TASK PROMPT | With pictures left out, set down every record word for word.

[Saved entries]
★ ★ ★ ★ ★
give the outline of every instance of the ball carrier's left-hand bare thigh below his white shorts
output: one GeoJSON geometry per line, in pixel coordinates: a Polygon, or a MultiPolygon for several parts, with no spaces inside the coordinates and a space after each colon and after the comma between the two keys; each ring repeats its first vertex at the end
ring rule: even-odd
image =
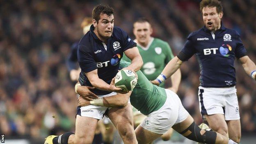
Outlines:
{"type": "Polygon", "coordinates": [[[75,144],[91,144],[97,127],[98,119],[76,116],[75,144]]]}

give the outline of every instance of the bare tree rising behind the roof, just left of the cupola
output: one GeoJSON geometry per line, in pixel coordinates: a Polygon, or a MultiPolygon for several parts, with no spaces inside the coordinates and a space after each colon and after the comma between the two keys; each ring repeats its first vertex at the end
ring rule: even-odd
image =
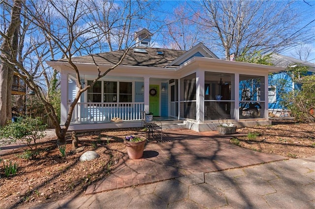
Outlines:
{"type": "Polygon", "coordinates": [[[151,16],[154,5],[155,1],[90,1],[90,19],[95,24],[93,33],[97,35],[88,53],[128,48],[134,38],[130,31],[143,27],[141,24],[151,16]]]}

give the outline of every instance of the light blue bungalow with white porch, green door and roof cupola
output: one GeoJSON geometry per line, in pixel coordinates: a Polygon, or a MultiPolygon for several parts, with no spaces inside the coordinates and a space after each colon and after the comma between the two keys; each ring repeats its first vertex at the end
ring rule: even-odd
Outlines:
{"type": "MultiPolygon", "coordinates": [[[[194,131],[216,130],[219,119],[239,127],[268,125],[268,74],[281,67],[219,59],[199,43],[189,51],[151,48],[152,34],[135,33],[137,46],[85,92],[69,130],[141,127],[141,111],[182,120],[194,131]],[[123,122],[111,122],[119,117],[123,122]]],[[[73,57],[84,84],[116,64],[125,50],[73,57]],[[95,63],[97,65],[95,65],[95,63]]],[[[47,61],[61,73],[61,123],[77,92],[65,60],[47,61]]]]}

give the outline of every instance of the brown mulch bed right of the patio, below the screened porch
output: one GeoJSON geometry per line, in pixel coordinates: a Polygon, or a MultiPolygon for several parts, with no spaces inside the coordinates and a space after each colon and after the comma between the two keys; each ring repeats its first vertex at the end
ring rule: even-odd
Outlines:
{"type": "Polygon", "coordinates": [[[244,133],[230,140],[240,147],[289,158],[315,156],[315,124],[290,120],[273,121],[271,126],[238,129],[244,133]]]}

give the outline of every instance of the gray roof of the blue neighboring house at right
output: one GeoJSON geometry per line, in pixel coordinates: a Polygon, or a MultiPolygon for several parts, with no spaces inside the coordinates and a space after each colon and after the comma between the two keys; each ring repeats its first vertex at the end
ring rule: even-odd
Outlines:
{"type": "Polygon", "coordinates": [[[299,59],[295,59],[293,57],[289,57],[289,56],[284,56],[281,54],[272,54],[271,55],[271,62],[277,66],[277,67],[288,67],[290,65],[294,65],[297,63],[303,64],[305,66],[309,66],[313,69],[315,69],[315,64],[311,63],[311,62],[305,62],[299,59]]]}

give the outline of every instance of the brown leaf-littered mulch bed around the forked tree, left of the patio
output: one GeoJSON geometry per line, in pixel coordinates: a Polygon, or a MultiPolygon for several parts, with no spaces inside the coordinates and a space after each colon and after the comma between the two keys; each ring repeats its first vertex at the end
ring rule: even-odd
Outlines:
{"type": "Polygon", "coordinates": [[[71,135],[67,136],[66,156],[62,157],[56,145],[54,131],[39,140],[40,157],[35,160],[23,159],[27,147],[1,155],[0,162],[0,208],[29,207],[60,198],[84,194],[91,183],[110,175],[119,160],[126,155],[123,138],[136,134],[138,129],[108,130],[78,133],[79,146],[84,152],[94,150],[99,158],[80,162],[84,152],[71,151],[71,135]],[[6,178],[3,162],[17,163],[18,172],[6,178]]]}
★ ★ ★ ★ ★
TASK RESPONSE |
give the outline of every instance of the ball carrier's left-hand bare thigh below his white shorts
output: one GeoJSON geometry per line, in pixel coordinates: a Polygon, or a MultiPolygon for several parts, with no spaces inside the coordinates and a space after each colon and after the comma between the two keys; each ring repeats its first vertex at the end
ring rule: even-odd
image =
Outlines:
{"type": "Polygon", "coordinates": [[[75,144],[91,144],[97,127],[98,119],[76,116],[75,144]]]}

give the outline of every instance of the bare tree rising behind the roof, just left of the cupola
output: one GeoJSON geometry per line, in pixel coordinates: a Polygon, or a MultiPolygon for several parts, with no spaces inside the coordinates and a space after each colon and after the comma between the two keys; each ring repeats its first vertex at the end
ring rule: even-odd
image =
Outlines:
{"type": "Polygon", "coordinates": [[[151,16],[154,5],[155,1],[90,1],[90,19],[95,24],[93,33],[97,35],[88,53],[128,48],[134,38],[130,31],[143,27],[141,24],[151,16]]]}

give the outline of every instance of the light blue bungalow with white porch, green door and roof cupola
output: one GeoJSON geometry per line, in pixel coordinates: a Polygon, or a MultiPolygon for several parts, with no spaces inside the coordinates and a space after each colon and after the comma between the two keys; each ring repeats its first vertex at the end
ring rule: even-odd
Outlines:
{"type": "MultiPolygon", "coordinates": [[[[194,131],[216,130],[219,119],[239,127],[268,125],[268,74],[281,67],[219,59],[199,43],[189,51],[151,48],[152,34],[135,33],[137,46],[85,92],[69,130],[141,127],[141,111],[182,120],[194,131]],[[123,122],[111,122],[119,117],[123,122]]],[[[73,57],[84,84],[116,64],[125,50],[73,57]],[[95,63],[97,65],[95,65],[95,63]]],[[[47,61],[61,73],[61,123],[77,92],[65,60],[47,61]]]]}

give the outline of every instance of the brown mulch bed right of the patio, below the screened porch
output: one GeoJSON geometry per line, in pixel coordinates: a Polygon, or a MultiPolygon for several parts, with no spaces inside the coordinates and a space after each colon and after the comma between the two keys; each ring repeats its first vertex at the end
ring rule: even-odd
Outlines:
{"type": "Polygon", "coordinates": [[[244,133],[230,140],[240,147],[289,158],[315,156],[315,124],[290,120],[273,121],[271,126],[238,129],[244,133]]]}

give the outline of every instance of the gray roof of the blue neighboring house at right
output: one GeoJSON geometry per line, in pixel coordinates: a Polygon, or a MultiPolygon for several parts, with no spaces inside the coordinates and a space after each colon and after the comma between the two keys; each ring repeats its first vertex at the end
ring rule: even-odd
Outlines:
{"type": "Polygon", "coordinates": [[[299,59],[295,59],[293,57],[289,57],[289,56],[284,56],[281,54],[272,54],[271,55],[271,62],[277,66],[277,67],[288,67],[290,65],[294,65],[297,63],[303,64],[305,66],[309,66],[313,69],[315,69],[315,64],[311,63],[311,62],[305,62],[299,59]]]}

give the outline of every instance of the brown leaf-littered mulch bed around the forked tree, left of the patio
output: one GeoJSON geometry per line, in pixel coordinates: a Polygon, or a MultiPolygon for several parts, with no spaces inside the coordinates and a space after each colon and after the comma between the two keys; each ring repeats its first vertex at the end
ring rule: even-odd
Outlines:
{"type": "Polygon", "coordinates": [[[71,135],[67,136],[66,156],[62,157],[56,145],[54,131],[39,140],[40,157],[35,160],[23,159],[27,147],[1,155],[0,162],[0,208],[29,207],[60,198],[84,194],[91,183],[110,175],[119,160],[126,155],[123,138],[136,134],[138,129],[108,130],[78,133],[79,146],[84,152],[94,150],[99,158],[80,162],[84,152],[71,151],[71,135]],[[6,178],[3,162],[17,163],[18,172],[6,178]]]}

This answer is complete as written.